* START EXCERPT PROVIDED *

NOT FOR RELEASE, PUBLICATION OR DISTRIBUTION, DIRECTLY OR INDIRECTLY, IN OR INTO THE UNITED STATES OF AMERICA, CANADA, JAPAN, AUSTRALIA, SOUTH AFRICA OR IN ANY OTHER JURISDICTION IN WHICH OFFERS OR SALES WOULD BE PROHIBITED BY APPLICABLE LAW

 

Proposed extension to maturity of Convertible Zero-dividend Preference Shares

Origo Partners plc ("Origo" or the "Company") today announces proposals to extend the maturity of the Company's existing convertible zero-dividend preference shares ("C-ZDPs") by 18 months (together, the "Proposals").

 

The principle terms of the Proposals are:

 

·; Extending the maturity date of the C-ZDPs by 18 months from 8 March 2016 to 8 September 2017 (the "Extended Period");

·; Amending the final capital value ("FCV") of the C-ZDPs to $1.41 each, with the accrued rate of return for the Extended Period equivalent to 10% of the accrued value of the C-ZDPs at the start of the Extended Period;

·; A commitment to repurchase, by means of tender offers to holders, at least 12 million C-ZDPs by 8 March 2016, the original maturity date; and

·; Setting aside, for the funding of C-ZDPs tender offers, 50% of the next $24 million of net proceeds (post transaction costs and management incentives) from investment realisations by the Company.

 

The Proposals have followed consultation with several leading institutional holders of both the Existing C-ZDPs and the Company's ordinary shares.

 

The Company proposes to amend the articles of association of the Company to give effect to the Proposals, which will require the approval at a separate class meeting of the holders of the C-ZDPs and approval at a general meeting of the shareholders in the Company, in each case by 75% or more of eligible shareholders. The Company has received an irrevocable undertaking in respect to over 75% of the C-ZDPs that voting rights attaching to them will be exercised to vote in favour of the resolutions to implement the Proposals to be proposed at the shareholder meetings to be convened by the Company.

 

In addition to the Proposals, the Company intends to immediately repurchase approximately 3 million C-ZPDs from holders at a price of $1.00 per C-ZDP.

 

The Directors consider that the Proposals provide a number of significant benefits to the Company and its investors, namely:

 

·; The effective cost to the Company of the extension of the maturity date of the C-ZDPs is, in the Director's opinion, on attractive terms, being an accrued annual return of approximately 6.5% for the additional 18 month period; and

·; The extended redemption of the C-ZDPs provides the Company greater flexibility in respect of applying proceeds from future realisations to repurchases of ordinary shares as well as C-ZDPs.

* END EXCERPT PROVIDED *
* START EXCERPTED RECORDS *

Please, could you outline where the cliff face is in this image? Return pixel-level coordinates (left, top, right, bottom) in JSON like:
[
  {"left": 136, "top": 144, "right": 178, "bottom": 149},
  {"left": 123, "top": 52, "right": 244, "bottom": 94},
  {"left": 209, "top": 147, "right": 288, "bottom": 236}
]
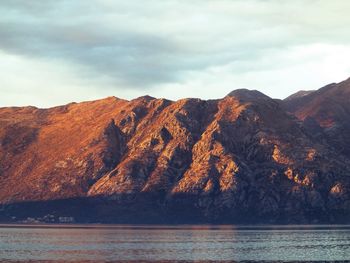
[
  {"left": 0, "top": 83, "right": 350, "bottom": 223},
  {"left": 283, "top": 79, "right": 350, "bottom": 158}
]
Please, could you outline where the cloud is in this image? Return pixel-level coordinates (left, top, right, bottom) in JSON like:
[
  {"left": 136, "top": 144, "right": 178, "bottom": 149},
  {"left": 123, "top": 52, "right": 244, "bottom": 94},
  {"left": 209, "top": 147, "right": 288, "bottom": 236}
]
[{"left": 0, "top": 0, "right": 350, "bottom": 104}]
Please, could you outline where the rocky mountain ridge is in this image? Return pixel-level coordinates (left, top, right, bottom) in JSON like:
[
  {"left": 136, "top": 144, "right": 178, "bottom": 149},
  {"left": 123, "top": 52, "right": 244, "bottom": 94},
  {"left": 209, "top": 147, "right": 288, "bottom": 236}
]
[{"left": 0, "top": 81, "right": 350, "bottom": 223}]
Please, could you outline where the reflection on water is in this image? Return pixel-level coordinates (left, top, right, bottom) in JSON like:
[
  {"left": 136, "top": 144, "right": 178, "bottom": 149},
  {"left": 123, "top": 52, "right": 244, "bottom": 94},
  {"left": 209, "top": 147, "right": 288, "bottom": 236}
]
[{"left": 0, "top": 225, "right": 350, "bottom": 262}]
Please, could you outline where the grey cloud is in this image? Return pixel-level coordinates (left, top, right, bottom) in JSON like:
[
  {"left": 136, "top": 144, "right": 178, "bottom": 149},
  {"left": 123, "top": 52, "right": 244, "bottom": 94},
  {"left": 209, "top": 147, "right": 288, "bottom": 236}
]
[{"left": 0, "top": 0, "right": 349, "bottom": 88}]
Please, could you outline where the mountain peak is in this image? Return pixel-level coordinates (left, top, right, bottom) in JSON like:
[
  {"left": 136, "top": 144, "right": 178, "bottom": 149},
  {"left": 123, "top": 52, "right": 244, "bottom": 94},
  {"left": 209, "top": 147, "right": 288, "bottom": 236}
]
[{"left": 227, "top": 89, "right": 271, "bottom": 101}]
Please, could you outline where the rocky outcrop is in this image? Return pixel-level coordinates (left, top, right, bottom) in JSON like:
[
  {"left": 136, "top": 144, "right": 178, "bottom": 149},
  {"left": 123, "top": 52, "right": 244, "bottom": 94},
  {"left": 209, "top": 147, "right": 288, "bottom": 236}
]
[{"left": 0, "top": 83, "right": 350, "bottom": 223}]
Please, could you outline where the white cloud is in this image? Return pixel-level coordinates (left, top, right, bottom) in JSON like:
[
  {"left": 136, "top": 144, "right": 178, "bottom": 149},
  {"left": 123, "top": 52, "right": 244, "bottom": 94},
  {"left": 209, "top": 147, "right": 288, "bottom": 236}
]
[{"left": 0, "top": 0, "right": 350, "bottom": 106}]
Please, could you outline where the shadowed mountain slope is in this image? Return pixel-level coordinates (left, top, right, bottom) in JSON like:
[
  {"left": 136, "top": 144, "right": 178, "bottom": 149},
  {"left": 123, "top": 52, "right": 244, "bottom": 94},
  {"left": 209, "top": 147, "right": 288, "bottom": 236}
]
[{"left": 0, "top": 85, "right": 350, "bottom": 223}]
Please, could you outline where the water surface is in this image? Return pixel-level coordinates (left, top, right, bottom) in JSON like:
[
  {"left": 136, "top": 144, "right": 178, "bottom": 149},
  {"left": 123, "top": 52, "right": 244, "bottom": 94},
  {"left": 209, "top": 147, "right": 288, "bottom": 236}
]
[{"left": 0, "top": 225, "right": 350, "bottom": 262}]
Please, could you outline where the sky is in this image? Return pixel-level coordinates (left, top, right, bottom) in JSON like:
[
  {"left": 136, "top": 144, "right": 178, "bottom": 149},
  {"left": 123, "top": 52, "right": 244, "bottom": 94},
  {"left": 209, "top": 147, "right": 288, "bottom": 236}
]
[{"left": 0, "top": 0, "right": 350, "bottom": 107}]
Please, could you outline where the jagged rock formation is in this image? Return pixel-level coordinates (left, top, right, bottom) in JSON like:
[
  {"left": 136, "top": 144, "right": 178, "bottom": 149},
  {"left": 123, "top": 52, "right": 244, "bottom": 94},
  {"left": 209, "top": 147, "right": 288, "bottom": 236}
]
[{"left": 0, "top": 79, "right": 350, "bottom": 223}]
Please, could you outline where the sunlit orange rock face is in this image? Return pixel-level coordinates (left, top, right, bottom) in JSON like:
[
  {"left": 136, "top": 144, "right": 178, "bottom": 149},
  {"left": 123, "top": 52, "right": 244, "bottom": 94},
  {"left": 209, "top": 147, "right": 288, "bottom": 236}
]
[{"left": 0, "top": 85, "right": 350, "bottom": 223}]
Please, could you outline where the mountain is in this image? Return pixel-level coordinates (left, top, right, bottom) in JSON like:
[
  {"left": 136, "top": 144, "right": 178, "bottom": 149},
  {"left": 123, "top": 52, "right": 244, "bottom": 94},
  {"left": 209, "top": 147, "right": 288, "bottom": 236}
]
[
  {"left": 0, "top": 85, "right": 350, "bottom": 223},
  {"left": 283, "top": 79, "right": 350, "bottom": 158}
]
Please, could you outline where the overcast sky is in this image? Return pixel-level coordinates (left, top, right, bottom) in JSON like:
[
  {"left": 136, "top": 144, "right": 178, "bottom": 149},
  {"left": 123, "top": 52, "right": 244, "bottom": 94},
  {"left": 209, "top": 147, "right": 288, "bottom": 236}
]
[{"left": 0, "top": 0, "right": 350, "bottom": 107}]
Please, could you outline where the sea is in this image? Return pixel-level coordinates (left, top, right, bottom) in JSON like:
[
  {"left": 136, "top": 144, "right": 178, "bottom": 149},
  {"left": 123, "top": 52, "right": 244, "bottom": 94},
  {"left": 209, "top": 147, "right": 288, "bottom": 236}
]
[{"left": 0, "top": 225, "right": 350, "bottom": 263}]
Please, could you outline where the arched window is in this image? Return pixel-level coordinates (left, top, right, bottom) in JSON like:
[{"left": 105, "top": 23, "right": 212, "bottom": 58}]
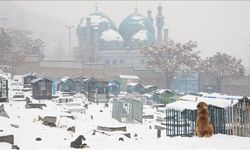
[
  {"left": 105, "top": 60, "right": 110, "bottom": 65},
  {"left": 120, "top": 59, "right": 124, "bottom": 64}
]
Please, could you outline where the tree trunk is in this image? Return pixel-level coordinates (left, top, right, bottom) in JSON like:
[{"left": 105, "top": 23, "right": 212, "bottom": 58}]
[
  {"left": 216, "top": 78, "right": 222, "bottom": 93},
  {"left": 165, "top": 72, "right": 173, "bottom": 90}
]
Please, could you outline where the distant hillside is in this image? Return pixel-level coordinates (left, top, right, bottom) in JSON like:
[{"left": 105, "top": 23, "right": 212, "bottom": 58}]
[{"left": 0, "top": 1, "right": 76, "bottom": 59}]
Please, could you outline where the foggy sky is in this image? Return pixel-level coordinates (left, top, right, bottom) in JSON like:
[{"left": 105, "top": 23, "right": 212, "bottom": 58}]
[{"left": 10, "top": 1, "right": 250, "bottom": 71}]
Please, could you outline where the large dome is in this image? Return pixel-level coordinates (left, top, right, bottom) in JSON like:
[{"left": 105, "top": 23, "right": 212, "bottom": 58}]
[
  {"left": 118, "top": 12, "right": 155, "bottom": 42},
  {"left": 77, "top": 11, "right": 123, "bottom": 46},
  {"left": 88, "top": 11, "right": 117, "bottom": 32},
  {"left": 100, "top": 29, "right": 124, "bottom": 48},
  {"left": 78, "top": 11, "right": 117, "bottom": 32}
]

* END EXCERPTED RECORDS *

» **WHAT YOU ARE ASKED TO DO**: Write the next part of the Origo Partners announcement on extending the maturity of its convertible zero-dividend preference shares, starting after its last sentence.

» **ANSWER**:
 

 

Origo Partners CEO, Chris Rynning commented:

 

"Despite the C-ZDPs having over 3 years until their maturity date, we have an opportunity to extend their maturity on attractive terms. I believe this proposal is a prudent step that puts the Company in a stronger position to optimise shareholder value going forward and provides improved flexibility on how we manage our shareholders' capital."

 

Contacts:

 

Origo Partners plc

Chris Rynning

(chris@origoplc.com)

Niklas Ponnert

(niklas@origoplc.com)

 

 

+86 1390 124 6417

 

+86 1351 106 1672

Nominated Adviser and Broker

Liberum Capital Limited

Simon Atkinson/Richard Bootle

 

+44 (0)20 3100 2222

Public Relations

Aura Financial

Andy Mills / Nina Legge

+44 (0)20 7321 0000

 

 

 

Further information on the Proposals

 

Under the Proposals the Company will commit to repurchase, by means of tender offers to holders, at least 12 million C-ZDPs by 8 March 2016, the original maturity date. Tenders occurring after 8 September 2015 will be at a price per C-ZDP equal to the principal amount of the Convertible ZDP plus the accrued return implied by the FCV (in aggregate the "NAV") at the tender offer dates. Tenders occurring before 8 September 2015 will be at a price per C-ZDP equal to the NAV of the C-ZDP at the tender offer dates less 5%.

 

The Company will shortly publish a circular to shareholders in relation to the Proposals, setting out the proposed amendments to the Company's articles of association and notices of meetings. The circular is expected to be published on or about 28 February 2013 with the shareholder meetings expected to be on or about 18 March 2013.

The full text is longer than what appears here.